+++ PROVIDED ENTRIES +++

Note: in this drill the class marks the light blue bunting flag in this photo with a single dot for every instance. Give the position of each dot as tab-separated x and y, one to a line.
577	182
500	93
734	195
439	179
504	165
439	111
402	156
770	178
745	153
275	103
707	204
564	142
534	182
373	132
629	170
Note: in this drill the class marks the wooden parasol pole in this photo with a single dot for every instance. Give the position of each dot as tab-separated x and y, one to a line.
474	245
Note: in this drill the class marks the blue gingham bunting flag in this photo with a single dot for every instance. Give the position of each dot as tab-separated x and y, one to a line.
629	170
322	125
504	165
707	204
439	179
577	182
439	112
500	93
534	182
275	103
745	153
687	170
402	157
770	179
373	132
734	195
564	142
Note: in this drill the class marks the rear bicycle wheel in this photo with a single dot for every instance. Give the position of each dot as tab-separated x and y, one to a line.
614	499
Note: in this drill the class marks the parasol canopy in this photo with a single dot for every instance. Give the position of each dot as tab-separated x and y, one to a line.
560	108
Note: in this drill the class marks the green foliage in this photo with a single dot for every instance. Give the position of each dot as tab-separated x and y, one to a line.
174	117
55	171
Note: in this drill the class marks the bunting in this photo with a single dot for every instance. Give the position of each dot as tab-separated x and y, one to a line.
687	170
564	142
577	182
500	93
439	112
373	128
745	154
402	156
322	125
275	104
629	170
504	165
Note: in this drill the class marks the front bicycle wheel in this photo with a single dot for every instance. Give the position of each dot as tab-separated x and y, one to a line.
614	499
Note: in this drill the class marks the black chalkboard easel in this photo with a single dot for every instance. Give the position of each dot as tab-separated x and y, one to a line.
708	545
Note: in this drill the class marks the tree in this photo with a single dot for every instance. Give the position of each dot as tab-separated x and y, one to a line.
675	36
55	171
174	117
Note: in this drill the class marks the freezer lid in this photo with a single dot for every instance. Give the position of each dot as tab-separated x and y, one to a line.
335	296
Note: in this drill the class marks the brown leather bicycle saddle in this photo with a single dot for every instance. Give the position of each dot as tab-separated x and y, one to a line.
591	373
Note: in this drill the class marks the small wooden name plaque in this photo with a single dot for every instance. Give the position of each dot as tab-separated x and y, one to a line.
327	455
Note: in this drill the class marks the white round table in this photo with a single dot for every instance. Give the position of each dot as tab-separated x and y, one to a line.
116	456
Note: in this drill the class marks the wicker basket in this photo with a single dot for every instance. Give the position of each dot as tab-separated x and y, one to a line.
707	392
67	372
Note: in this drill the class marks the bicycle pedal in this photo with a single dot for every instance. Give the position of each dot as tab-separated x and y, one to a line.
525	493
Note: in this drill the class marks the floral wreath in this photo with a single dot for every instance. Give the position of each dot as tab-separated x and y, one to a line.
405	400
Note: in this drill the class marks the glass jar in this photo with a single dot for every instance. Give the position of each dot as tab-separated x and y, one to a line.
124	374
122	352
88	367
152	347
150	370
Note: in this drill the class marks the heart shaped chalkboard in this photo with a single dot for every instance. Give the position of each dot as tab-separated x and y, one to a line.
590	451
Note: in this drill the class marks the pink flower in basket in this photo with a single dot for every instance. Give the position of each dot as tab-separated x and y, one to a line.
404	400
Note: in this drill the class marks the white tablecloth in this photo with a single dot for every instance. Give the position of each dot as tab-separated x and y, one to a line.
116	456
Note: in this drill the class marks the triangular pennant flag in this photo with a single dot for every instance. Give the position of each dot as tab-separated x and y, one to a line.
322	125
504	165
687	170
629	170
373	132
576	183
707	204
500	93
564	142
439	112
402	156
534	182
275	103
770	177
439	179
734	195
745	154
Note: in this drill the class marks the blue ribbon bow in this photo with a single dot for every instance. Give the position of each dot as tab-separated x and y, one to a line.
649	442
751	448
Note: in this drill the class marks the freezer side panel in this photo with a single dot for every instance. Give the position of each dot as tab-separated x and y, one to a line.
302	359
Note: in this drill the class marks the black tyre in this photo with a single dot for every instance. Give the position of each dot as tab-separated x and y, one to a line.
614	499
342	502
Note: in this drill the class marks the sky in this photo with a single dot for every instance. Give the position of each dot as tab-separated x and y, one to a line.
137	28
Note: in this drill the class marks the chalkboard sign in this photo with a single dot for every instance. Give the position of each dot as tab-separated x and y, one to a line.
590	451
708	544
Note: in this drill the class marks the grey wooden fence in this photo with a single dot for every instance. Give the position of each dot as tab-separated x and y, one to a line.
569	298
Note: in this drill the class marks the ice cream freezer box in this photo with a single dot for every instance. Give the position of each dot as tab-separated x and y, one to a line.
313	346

+++

GIVEN PROBLEM: Repeat the listing above without any change.

WORKED SOLUTION:
Note: in this drill the class marks the light blue bunting flag in this photo with a single dot for every instance. Give the position of each dot as tab-separated x and y, one to a line.
577	182
500	93
734	195
439	179
504	165
439	111
402	156
770	178
745	153
275	103
707	204
564	142
534	182
373	132
629	170
Note: in this drill the class marks the wooden parasol pole in this photo with a single dot for every instance. Give the position of each dot as tab-separated x and y, one to a line.
474	245
Note: in this drill the class marks the blue gingham bunting flag in this photo with a single dot for every instance. Give the position of each dot as tab-separated x and y, one to a line.
629	170
322	125
504	165
707	204
439	179
577	182
439	112
500	93
534	182
275	103
745	153
687	170
402	157
770	179
373	132
734	195
564	142
Note: in this drill the class marks the rear bicycle wheel in this photo with a single dot for every instance. Give the position of each dot as tab-separated x and y, one to a line.
614	499
Note: in this drill the class marks the parasol canopy in this photo with a single dot for every instance. Give the position of each dot as tab-separated x and y, one to a line.
560	108
Note: in this drill the class marks the green foliage in this photo with a single dot for every instance. Give the position of each dot as tab-separated x and y, one to a line.
174	117
55	171
Note: in this drill the class marks the bunting in this photo with a single dot for every instance. Give the position of each dot as tab-separated x and y, one to a line.
687	170
564	142
577	182
500	93
439	112
373	128
745	154
402	156
322	125
275	104
629	170
504	165
Note: in this drill the class marks the front bicycle wheel in this photo with a single dot for every instance. Give the position of each dot as tab-separated x and y, one to a line.
614	499
Note: in this drill the class marks the black chalkboard easel in this photo with a single dot for every instance. Give the position of each dot as tab-separated x and y, one to a line.
708	545
Note: in this drill the class marks the tree in this photo with a single dot for every instance. Give the position of each dot as tab-separated x and y, one to a line.
675	36
55	171
174	117
Note: in this drill the class marks the freezer lid in this photo with a single dot for every instance. Give the position of each dot as tab-separated x and y, one to a line.
335	296
Note: in this drill the class marks the brown leather bicycle saddle in this photo with a single dot for every instance. Give the position of each dot as tab-separated x and y, one to a line.
591	373
Note: in this drill the class marks the small wooden name plaque in this photo with a single dot for every instance. Give the position of each dot as tab-separated x and y, one to a line.
327	455
Note: in this drill the class marks the white round table in this photo with a single dot for every instance. Give the position of each dot as tab-separated x and y, one to a line.
116	456
Note: in this drill the class marks the wicker basket in this photo with a single dot for every instance. Give the position of each dot as tab-separated x and y, one to a line.
707	392
67	372
Note: in this drill the class marks the bicycle pedal in this photo with a single dot for every instance. Give the position of each dot as tab-separated x and y, one to a line.
525	493
Note: in this drill the class marks the floral wreath in this photo with a single dot for every instance. Give the position of each dot as tab-separated x and y, one to a line.
405	400
Note: in this drill the class marks the glass jar in this photo with a single dot for every instance. Give the position of each dot as tab-separated x and y, one to a line.
124	374
122	352
88	367
152	347
150	370
Note: in this drill the class marks the heart shaped chalkboard in this photo with a single dot for every instance. Give the position of each dot as tab-separated x and y, one to a line.
590	451
Note: in this drill the class marks the pink flower in basket in this photo with a single dot for every instance. Give the position of each dot as tab-separated x and y, one to a line.
404	400
Note: in this drill the class marks the white tablecloth in this photo with a single dot for every instance. Give the position of each dot as tab-separated x and y, one to a line.
116	456
Note: in this drill the class marks the triangular pennant flag in this photo with a single dot for every instance. Give the position of each dot as tab-separated x and y, one to a line.
322	125
504	165
687	170
629	170
373	132
576	183
707	204
500	93
564	142
439	112
402	156
534	182
275	103
770	177
439	179
734	195
745	154
Note: in this drill the class marks the blue ribbon bow in this photo with a single dot for every instance. Give the position of each dot as tab-separated x and y, one to a line.
649	442
751	448
Note: in this drill the class marks the freezer side panel in this photo with a single dot for every instance. Give the position of each dot as tab-separated x and y, one to a line.
302	359
Note: in this drill the class marks the black tyre in this photo with a single dot for every instance. Give the position of each dot as tab-separated x and y, one to a line.
614	499
342	502
Note: in this drill the class marks the sky in this photo with a single dot for every instance. Give the position of each dot as tab-separated x and y, one to a line.
137	28
Note: in this drill the class marks the chalkboard sign in this photo with a single dot for every instance. Give the position of each dot as tab-separated x and y, one to a line.
590	451
708	544
Note: in this drill the class marks the grey wooden fence in this photo with a single dot for every instance. Give the position of each dot as tab-separated x and y, one to a line.
569	298
Note: in this drill the class marks the ice cream freezer box in this photo with a single dot for every instance. Give the position of each dot as tab-separated x and y, one to a line.
313	346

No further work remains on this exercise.